Top of Document passage
To fix this problem, let’s re-read the data with smaller chunk sizes via read_elem_lazy. This will reduce overhead without incurring any cost.

adata.layers["X_csc"] = read_elem_lazy(zarr.open(store, mode="r")["layers"]["X_csc"], chunks=(adata.shape[0], 1))
adata.layers["X_csc"]

	Array	Chunk
Shape	(275056, 24740)	(275056, 1)
Dask graph	24740 chunks in 1 graph layer
Data type	float64 scipy.sparse._csc.csc_matrix

Note

Note that we have to explicitly look for var_names if not load_annotation_index to get the genes subset we want because we didn’t load the index. That is var_names is just a string-transformed pandas.RangeIndex

genes = ["MUC5AC", "FOXP3", "CTLA4"]
if not load_annotation_index:
    gene_subset_adata = adata[:, adata.var['var_names'].isin(genes)]
else:
    gene_subset_adata = adata[:, genes]
gene_subset_adata

View of AnnData object with n_obs × n_vars = 275056 × 3
    obs: 'orig.ident', 'Age', 'Sex', 'Race', 'Ethnicity', 'BMI', 'Pre-existing heart disease', 'Pre-existing lung disease', 'Pre-existing kidney disease', 'Pre-existing diabetes', 'Pre-existing hypertension', 'Pre-existing immunocompromised condition', 'Smoking', 'SARS-CoV-2 PCR', 'SARS-CoV-2 Ab', 'Symptomatic', 'Admitted to hospital', 'Highest level of respiratory support', 'Vasoactive agents required during hospitalization', '28-day death', '28-day outcome', 'Disease classification', 'Organ System', 'Source', 'Days since hospital admission', 'SOFA', 'Technology', 'Method', 'CITE-Seq panel', 'Reference', 'Institute', 'Creation date', 'Annotation'
    var: 'feature_type', 'gene_id'
    obsm: 'X_umap'
    layers: 'X_csc'

Now we want to visualize the data. But we need to bring the data into memory for that. Luckily, this is no problem as there is a convenient to_memory function provided with the AnnData object. Also, we once again note the presence of an X_csc layer - the X layer is sparse CSR format which will not be very good for reading column data efficiently. Thus we use the X_csc matrix for fast access to full cell information given a subset of genes of interest.
Bottom of Document passage
Top of Data to examine
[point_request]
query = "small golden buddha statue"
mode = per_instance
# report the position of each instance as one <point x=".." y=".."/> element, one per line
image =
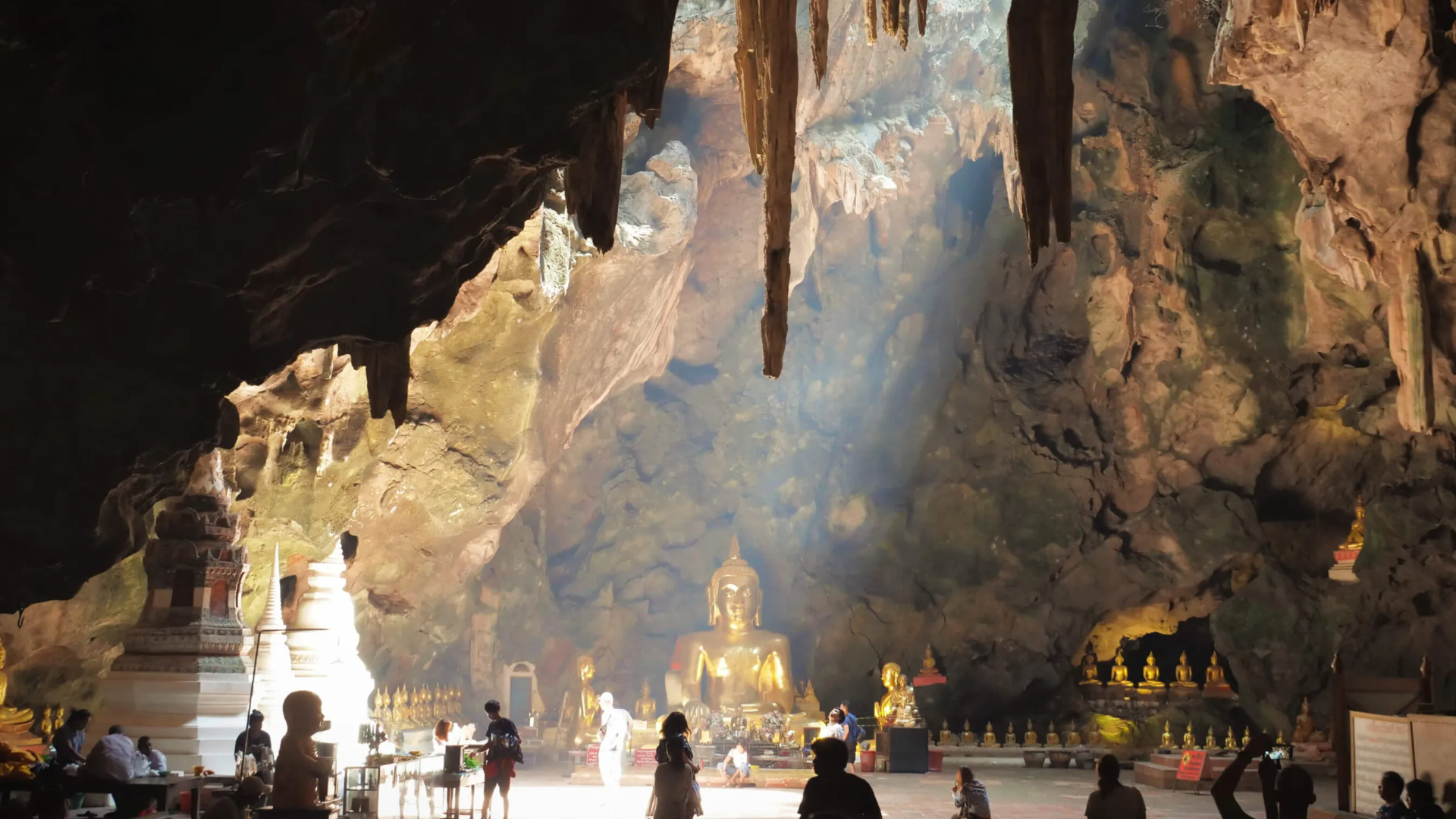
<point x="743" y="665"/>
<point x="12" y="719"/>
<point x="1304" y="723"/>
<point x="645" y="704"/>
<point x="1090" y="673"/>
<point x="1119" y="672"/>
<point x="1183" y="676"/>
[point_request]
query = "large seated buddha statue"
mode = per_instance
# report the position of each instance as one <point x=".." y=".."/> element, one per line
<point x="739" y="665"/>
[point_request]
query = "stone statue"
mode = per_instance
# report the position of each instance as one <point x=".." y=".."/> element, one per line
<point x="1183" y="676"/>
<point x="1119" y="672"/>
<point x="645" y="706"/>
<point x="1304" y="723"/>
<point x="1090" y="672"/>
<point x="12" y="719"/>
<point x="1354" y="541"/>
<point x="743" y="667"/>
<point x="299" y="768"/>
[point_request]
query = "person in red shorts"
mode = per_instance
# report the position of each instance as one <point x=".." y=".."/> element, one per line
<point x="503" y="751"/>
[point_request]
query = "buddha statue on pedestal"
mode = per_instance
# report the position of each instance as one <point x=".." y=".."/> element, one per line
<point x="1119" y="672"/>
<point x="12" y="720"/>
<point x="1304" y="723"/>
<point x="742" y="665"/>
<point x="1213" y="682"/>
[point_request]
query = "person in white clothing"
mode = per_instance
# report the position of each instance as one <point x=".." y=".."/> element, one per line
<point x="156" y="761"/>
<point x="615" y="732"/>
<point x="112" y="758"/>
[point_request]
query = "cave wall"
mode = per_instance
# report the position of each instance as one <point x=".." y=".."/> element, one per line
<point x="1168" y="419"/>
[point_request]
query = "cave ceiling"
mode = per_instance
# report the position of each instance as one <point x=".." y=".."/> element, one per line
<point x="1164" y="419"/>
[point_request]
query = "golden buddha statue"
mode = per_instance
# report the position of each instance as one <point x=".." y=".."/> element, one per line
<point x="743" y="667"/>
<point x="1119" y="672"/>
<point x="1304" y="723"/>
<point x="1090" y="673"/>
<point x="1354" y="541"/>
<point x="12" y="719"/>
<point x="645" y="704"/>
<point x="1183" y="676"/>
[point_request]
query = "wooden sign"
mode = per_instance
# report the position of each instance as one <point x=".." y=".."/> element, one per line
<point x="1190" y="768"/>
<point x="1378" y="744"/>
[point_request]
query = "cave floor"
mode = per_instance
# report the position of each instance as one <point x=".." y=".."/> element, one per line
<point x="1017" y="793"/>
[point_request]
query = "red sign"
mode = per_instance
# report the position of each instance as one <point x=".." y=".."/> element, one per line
Bottom of Data to examine
Requirement A
In the AnnData passage, what format is the X layer stored in?
Requirement B
Rewrite the AnnData passage from "Now we want" to "genes of interest.", changing "visualize" to "plot".
Requirement C
Write what comes next in the AnnData passage, picking up after its last sentence.

Answer section A
Sparse CSR format.

Answer section B
Now we want to plot the data. But we need to bring the data into memory for that. Luckily, this is no problem as there is a convenient to_memory function provided with the AnnData object. Also, we once again note the presence of an X_csc layer - the X layer is sparse CSR format which will not be very good for reading column data efficiently. Thus we use the X_csc matrix for fast access to full cell information given a subset of genes of interest.

Answer section C
Note

If you used the load_annotation_index=False argument to read in the data, you definitely don’t want to drop the obs_names and var_names columns as they are not the in xarray.Dataset.coords and therefore will be dropped otherwise. Downstread, this will prevent e.g., subsetting by gene names.

obs_keys_to_exclude = [
    v for v in gene_subset_adata.obs.keys() if v not in ({ "Annotation" }).union({ "obs_names" } if not load_annotation_index else {})
]
data_for_memory = ad.AnnData(
    obs = gene_subset_adata.obs.drop_vars(obs_keys_to_exclude),
    obsm = gene_subset_adata.obsm,
    var = gene_subset_adata.var.drop_vars(set(gene_subset_adata.var.keys()).difference({ "var_names" } if not load_annotation_index else {})),
    X = gene_subset_adata.layers["X_csc"]
) 
gene_subset_adata_in_memory = data_for_memory.to_memory()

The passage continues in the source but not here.